* MATERIAL *
------

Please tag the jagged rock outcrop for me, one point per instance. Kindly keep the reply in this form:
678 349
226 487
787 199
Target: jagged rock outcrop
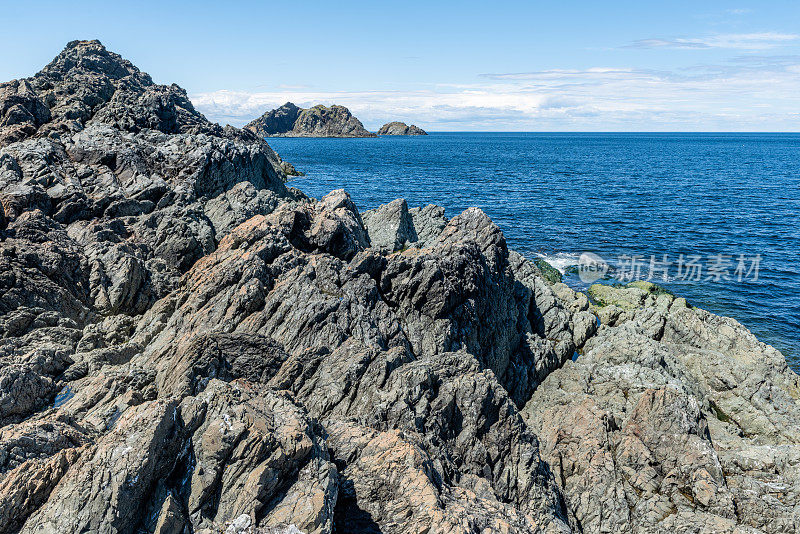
318 121
673 418
400 128
186 345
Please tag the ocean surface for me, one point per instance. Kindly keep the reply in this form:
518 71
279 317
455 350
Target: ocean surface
716 216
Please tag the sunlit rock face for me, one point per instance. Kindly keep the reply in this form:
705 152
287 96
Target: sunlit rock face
189 346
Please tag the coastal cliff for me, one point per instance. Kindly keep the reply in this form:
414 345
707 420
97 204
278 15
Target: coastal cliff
188 345
400 128
318 121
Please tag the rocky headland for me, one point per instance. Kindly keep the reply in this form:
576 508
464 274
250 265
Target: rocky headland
400 128
189 346
318 121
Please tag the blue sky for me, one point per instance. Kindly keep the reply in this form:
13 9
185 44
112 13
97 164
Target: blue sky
502 65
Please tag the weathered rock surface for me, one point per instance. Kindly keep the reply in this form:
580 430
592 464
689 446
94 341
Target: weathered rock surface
400 128
318 121
187 346
674 418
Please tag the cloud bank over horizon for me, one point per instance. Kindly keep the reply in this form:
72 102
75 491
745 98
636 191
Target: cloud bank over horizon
749 92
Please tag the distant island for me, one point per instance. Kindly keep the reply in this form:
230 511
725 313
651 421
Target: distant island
400 128
319 121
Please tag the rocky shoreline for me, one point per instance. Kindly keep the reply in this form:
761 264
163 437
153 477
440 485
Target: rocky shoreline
400 128
189 345
318 121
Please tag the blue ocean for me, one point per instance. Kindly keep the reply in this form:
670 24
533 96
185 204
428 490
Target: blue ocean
714 218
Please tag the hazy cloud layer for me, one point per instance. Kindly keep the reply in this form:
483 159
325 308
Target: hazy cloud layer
739 41
747 93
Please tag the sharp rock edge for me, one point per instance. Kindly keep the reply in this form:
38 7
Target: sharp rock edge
189 346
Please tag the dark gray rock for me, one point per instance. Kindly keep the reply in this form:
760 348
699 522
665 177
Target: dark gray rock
186 345
400 128
318 121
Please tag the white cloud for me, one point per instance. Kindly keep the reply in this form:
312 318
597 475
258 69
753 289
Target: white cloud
740 41
748 93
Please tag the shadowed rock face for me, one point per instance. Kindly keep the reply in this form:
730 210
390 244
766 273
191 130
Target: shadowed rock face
400 128
186 345
319 121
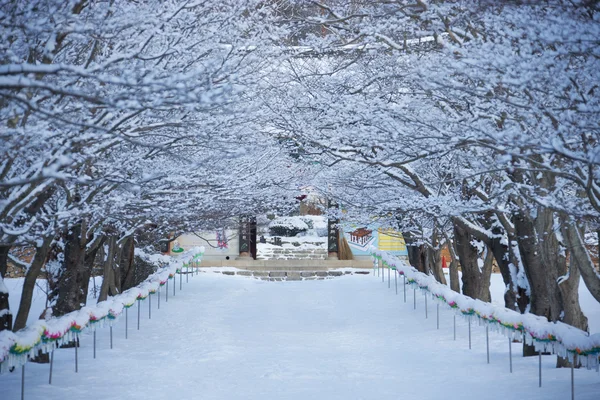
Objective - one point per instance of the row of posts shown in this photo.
(139, 310)
(378, 265)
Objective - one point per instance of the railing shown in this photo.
(46, 335)
(564, 340)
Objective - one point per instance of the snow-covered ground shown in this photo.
(231, 337)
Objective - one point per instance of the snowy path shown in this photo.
(228, 337)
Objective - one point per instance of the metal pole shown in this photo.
(454, 326)
(414, 298)
(540, 367)
(389, 277)
(51, 365)
(510, 353)
(487, 342)
(573, 379)
(469, 332)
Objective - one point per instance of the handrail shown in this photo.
(44, 335)
(566, 340)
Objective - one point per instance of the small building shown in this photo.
(361, 236)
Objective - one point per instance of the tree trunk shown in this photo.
(4, 259)
(578, 252)
(472, 276)
(29, 284)
(434, 257)
(127, 264)
(108, 268)
(70, 296)
(5, 315)
(89, 261)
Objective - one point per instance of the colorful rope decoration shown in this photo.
(42, 335)
(565, 340)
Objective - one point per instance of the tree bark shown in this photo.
(29, 284)
(70, 294)
(578, 252)
(89, 262)
(127, 264)
(108, 268)
(5, 315)
(472, 276)
(453, 267)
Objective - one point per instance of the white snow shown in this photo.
(230, 337)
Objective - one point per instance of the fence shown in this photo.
(562, 339)
(44, 336)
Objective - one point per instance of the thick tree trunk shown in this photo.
(70, 294)
(4, 259)
(472, 276)
(453, 268)
(88, 265)
(5, 314)
(127, 264)
(576, 245)
(532, 261)
(434, 258)
(29, 284)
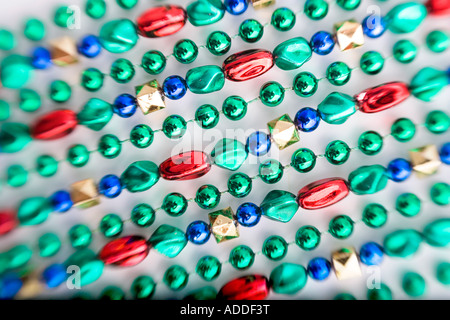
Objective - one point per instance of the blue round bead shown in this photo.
(307, 119)
(322, 43)
(61, 201)
(371, 254)
(236, 7)
(174, 87)
(399, 170)
(110, 186)
(319, 268)
(248, 214)
(89, 46)
(125, 105)
(198, 232)
(258, 143)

------

* PROMPT *
Rewrite every line from the one containing "Objective - one point per instance of the fence" up to and including the last line of the rows, keeping the requests and leaving out the pictures. Scale each point coordinate in the answers by 0.55 and round it to a whole number, with halves rounding up.

* CORRECT RESPONSE *
Objective - one point per instance of the fence shown in this photo.
(309, 186)
(24, 185)
Objective - one point per instance of the thick tree trunk shown in this photo.
(39, 162)
(2, 142)
(260, 152)
(249, 147)
(48, 146)
(3, 173)
(70, 145)
(317, 135)
(293, 144)
(239, 142)
(16, 156)
Objective - one point per instance of the blue round bead shown in this photo.
(169, 65)
(177, 24)
(34, 111)
(204, 140)
(130, 4)
(96, 48)
(219, 94)
(61, 102)
(175, 147)
(136, 118)
(49, 25)
(69, 58)
(109, 128)
(142, 79)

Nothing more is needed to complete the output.